# START OF Source document

What the Judiciary Committee Should Ask Wayne LaPierre

by Frank Smyth, January 29, 2013, TheProgressive.org

On Wednesday, the Senate Judiciary Committee will hold a hearing on gun violence featuring testimony from the NRA’s Wayne LaPierre, as well as Mark Kelly, the husband of former Representative Gabrielle Giffords, Democrat of Arizona, who was shot in the head while holding a public meeting in her district two years ago.

Members of the Judiciary Committee should take the opportunity to press LaPierre on whether his organization truly represents the views of most American gun owners–and on what, specifically those views are.

While the NRA boasts a 4 million strong membership, it has a secretive and tightly controlled process for choosing its board of directors.

That’s why journalists did not find out that one of the NRA’s most trusted, top officials lives just a few miles from Sandy Hook Elementary School in Newtown, Connecticut.

Patricia A. Clark, a longtime Newtown resident, is chairman of the NRA’s shadowy, but powerful nominating committee.

She is also an instructor in the Eddie Eagle GunSafe program–heralded right after the Newtown tragedy on NBC’s “Meet the Press” by Wayne LaPierre–but she has been on the NRA’s governing board of directors since 1999, entrusted with ensuring that the NRA board’s own ruling clique remains in power.

I have spoken with numerous NRA members who complain about the obscure, Politburo-like governance of the NRA, which keeps ordinary members in the dark about how the organization is run and by whom.

# END OF Source document

> [Requirements]:
1. According to the article about questioning Wayne LaPierre, since what year has Patricia A. Clark served on the NRA's board of directors?
2. From the article about questioning Wayne LaPierre, extract the stretch from "Members of the" through "those views are.".

# START OF Material shown

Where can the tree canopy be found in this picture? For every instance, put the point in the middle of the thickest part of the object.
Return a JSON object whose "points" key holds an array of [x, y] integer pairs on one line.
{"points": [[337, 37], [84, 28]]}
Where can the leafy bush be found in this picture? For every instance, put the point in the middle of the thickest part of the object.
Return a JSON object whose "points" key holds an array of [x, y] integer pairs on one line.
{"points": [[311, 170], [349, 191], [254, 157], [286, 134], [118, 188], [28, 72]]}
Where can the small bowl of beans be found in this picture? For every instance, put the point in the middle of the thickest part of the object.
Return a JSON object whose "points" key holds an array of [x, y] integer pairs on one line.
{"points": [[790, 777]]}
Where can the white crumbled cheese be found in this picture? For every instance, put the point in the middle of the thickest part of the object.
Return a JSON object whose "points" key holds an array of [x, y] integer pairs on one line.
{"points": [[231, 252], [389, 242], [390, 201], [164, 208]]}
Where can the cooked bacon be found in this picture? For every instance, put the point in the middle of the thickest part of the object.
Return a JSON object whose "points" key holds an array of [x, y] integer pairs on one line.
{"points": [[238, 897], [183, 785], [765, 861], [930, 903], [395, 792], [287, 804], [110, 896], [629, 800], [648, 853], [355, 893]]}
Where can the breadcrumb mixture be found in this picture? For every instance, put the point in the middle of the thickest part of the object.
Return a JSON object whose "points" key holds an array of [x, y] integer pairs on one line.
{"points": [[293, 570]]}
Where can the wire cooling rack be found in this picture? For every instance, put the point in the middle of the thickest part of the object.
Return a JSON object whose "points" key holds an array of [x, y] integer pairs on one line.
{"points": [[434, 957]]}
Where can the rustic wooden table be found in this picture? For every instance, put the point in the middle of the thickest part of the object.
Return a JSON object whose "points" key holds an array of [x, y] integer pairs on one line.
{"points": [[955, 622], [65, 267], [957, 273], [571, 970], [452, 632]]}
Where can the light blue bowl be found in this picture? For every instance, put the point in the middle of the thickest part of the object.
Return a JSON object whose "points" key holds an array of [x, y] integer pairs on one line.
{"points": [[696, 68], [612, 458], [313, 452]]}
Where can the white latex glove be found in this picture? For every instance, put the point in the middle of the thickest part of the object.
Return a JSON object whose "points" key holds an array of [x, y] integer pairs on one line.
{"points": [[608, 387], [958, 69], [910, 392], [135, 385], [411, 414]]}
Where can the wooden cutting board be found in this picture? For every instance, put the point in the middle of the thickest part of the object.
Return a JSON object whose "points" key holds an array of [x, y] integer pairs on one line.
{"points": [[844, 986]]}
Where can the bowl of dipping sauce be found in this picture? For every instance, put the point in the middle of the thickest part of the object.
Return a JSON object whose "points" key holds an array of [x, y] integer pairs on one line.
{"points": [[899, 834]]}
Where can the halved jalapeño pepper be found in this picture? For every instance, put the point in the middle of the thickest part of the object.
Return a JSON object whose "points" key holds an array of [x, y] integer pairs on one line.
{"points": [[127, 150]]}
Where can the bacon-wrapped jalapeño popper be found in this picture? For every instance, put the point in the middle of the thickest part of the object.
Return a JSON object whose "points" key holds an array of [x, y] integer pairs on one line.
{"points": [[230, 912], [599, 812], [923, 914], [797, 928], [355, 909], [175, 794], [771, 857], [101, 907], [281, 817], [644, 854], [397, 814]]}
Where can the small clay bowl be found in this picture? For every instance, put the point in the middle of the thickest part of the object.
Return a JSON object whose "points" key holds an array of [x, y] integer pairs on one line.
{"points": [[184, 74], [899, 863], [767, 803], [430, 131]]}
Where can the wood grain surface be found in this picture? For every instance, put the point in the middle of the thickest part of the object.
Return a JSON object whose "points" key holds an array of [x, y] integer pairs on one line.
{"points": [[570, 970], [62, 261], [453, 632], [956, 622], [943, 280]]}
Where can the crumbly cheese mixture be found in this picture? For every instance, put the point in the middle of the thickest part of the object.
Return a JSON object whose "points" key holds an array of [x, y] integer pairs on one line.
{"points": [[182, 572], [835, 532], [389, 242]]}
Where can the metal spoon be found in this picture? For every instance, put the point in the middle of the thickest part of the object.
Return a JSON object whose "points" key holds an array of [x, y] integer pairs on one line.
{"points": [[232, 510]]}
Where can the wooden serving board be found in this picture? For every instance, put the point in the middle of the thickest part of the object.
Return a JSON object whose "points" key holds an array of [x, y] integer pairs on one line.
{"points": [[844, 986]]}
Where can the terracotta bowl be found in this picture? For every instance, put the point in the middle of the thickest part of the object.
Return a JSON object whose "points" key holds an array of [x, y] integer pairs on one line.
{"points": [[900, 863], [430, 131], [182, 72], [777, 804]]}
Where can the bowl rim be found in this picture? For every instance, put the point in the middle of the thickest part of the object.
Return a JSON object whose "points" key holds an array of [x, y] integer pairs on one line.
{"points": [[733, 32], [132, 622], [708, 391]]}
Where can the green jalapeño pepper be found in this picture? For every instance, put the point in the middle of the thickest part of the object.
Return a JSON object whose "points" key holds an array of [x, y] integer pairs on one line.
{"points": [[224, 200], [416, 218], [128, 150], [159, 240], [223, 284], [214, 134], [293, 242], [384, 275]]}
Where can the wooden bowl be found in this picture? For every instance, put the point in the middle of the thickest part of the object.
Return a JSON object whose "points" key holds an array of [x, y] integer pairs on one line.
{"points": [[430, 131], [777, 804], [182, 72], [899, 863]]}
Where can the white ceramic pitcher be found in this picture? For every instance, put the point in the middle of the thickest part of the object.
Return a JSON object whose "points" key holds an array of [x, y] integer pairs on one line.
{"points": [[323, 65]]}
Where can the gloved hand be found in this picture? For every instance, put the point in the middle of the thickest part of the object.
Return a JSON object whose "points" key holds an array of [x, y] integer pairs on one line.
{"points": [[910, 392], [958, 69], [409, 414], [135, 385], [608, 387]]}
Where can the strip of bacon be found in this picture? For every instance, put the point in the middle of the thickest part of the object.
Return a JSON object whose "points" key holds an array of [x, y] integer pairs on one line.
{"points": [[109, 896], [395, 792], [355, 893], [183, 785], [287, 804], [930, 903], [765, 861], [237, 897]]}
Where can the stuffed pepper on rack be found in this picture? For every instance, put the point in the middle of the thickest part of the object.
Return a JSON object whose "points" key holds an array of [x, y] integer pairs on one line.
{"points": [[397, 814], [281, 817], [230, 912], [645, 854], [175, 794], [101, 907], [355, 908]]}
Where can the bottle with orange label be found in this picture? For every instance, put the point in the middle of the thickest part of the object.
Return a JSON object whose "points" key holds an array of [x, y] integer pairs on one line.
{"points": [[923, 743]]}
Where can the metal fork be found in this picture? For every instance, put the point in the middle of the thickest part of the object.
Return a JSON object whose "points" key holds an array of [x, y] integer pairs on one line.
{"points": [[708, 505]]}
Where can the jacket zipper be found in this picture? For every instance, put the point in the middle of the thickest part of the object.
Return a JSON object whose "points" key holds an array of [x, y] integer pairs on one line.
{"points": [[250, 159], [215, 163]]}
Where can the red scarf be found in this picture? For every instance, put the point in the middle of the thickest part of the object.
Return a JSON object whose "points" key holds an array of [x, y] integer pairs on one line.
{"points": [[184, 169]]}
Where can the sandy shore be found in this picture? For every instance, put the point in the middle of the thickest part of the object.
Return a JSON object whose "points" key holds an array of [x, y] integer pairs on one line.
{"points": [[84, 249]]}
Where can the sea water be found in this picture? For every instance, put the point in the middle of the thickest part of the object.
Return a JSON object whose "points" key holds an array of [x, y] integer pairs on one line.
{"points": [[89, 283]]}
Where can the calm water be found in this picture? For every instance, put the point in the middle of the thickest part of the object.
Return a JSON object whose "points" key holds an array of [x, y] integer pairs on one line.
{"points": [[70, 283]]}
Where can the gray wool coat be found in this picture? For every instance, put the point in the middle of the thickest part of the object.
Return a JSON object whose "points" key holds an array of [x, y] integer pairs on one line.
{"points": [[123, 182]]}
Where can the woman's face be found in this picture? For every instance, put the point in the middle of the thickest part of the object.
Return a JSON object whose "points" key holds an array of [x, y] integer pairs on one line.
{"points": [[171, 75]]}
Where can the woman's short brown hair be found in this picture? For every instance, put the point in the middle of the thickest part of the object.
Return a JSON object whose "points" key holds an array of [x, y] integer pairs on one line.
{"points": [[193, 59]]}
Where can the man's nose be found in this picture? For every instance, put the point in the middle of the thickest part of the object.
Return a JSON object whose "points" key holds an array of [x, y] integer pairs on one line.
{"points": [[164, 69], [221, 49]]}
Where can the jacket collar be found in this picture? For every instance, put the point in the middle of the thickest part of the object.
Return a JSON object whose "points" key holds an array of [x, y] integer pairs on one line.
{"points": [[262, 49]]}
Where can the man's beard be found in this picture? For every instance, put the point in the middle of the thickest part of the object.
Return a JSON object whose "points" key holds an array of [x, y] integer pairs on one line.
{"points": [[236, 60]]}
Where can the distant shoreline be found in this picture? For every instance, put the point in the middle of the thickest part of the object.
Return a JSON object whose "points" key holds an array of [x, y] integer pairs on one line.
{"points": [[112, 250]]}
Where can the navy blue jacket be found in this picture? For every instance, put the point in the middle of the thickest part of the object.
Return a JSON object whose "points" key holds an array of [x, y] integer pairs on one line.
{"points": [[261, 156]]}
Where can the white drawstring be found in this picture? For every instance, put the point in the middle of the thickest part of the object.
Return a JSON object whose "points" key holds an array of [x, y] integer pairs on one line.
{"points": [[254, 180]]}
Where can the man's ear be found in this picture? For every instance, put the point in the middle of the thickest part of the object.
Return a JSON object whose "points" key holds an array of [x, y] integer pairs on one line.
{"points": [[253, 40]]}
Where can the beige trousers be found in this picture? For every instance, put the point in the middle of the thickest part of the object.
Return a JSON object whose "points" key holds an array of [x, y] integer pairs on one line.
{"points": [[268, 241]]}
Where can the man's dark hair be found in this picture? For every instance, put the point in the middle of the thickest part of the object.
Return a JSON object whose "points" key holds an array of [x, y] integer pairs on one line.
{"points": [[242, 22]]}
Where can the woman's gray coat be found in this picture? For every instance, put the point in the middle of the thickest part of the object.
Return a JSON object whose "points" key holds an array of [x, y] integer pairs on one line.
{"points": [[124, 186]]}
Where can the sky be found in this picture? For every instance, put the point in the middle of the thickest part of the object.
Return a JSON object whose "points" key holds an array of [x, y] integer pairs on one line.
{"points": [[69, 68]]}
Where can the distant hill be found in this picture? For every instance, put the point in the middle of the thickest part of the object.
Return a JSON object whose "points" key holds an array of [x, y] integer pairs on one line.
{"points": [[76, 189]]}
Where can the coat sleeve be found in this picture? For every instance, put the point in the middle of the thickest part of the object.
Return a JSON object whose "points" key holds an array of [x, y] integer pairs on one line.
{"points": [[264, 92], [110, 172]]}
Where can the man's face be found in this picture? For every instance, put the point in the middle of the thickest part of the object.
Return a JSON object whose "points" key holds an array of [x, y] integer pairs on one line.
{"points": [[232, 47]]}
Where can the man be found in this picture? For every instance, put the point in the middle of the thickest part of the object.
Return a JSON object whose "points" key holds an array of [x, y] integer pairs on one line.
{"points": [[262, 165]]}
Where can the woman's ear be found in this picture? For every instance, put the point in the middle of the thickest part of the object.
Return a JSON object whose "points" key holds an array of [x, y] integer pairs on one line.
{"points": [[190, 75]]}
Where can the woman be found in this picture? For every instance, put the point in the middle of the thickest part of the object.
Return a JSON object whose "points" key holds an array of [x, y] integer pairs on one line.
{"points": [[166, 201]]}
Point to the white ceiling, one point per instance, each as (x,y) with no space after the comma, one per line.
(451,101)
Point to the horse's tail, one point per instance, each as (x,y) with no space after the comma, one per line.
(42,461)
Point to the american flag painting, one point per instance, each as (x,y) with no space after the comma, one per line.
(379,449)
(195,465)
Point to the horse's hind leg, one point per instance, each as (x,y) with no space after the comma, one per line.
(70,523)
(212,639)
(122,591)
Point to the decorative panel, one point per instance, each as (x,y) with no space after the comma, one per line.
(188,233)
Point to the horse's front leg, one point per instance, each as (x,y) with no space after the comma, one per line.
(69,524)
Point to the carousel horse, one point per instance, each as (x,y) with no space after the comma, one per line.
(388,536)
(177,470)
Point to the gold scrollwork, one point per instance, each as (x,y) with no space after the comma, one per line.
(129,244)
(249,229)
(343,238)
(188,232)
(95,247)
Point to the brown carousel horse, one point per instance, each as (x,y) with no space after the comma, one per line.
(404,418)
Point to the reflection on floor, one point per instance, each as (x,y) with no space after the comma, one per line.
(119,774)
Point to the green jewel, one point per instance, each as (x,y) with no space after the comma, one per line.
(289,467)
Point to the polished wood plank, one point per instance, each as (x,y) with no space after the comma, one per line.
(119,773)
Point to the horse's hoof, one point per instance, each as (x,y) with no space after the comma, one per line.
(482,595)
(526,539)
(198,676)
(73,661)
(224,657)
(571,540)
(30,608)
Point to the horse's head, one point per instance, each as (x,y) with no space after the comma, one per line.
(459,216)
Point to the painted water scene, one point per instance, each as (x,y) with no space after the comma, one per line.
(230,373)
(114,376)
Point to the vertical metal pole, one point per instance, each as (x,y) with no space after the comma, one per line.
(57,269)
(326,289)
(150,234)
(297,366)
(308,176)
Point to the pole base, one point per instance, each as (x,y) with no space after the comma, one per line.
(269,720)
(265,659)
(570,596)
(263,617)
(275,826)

# END OF Material shown

> [Answers to the problems]:
1. Since 1999.

2.
Members of the Judiciary Committee should take the opportunity to press LaPierre on whether his organization truly represents the views of most American gun owners–and on what, specifically those views are.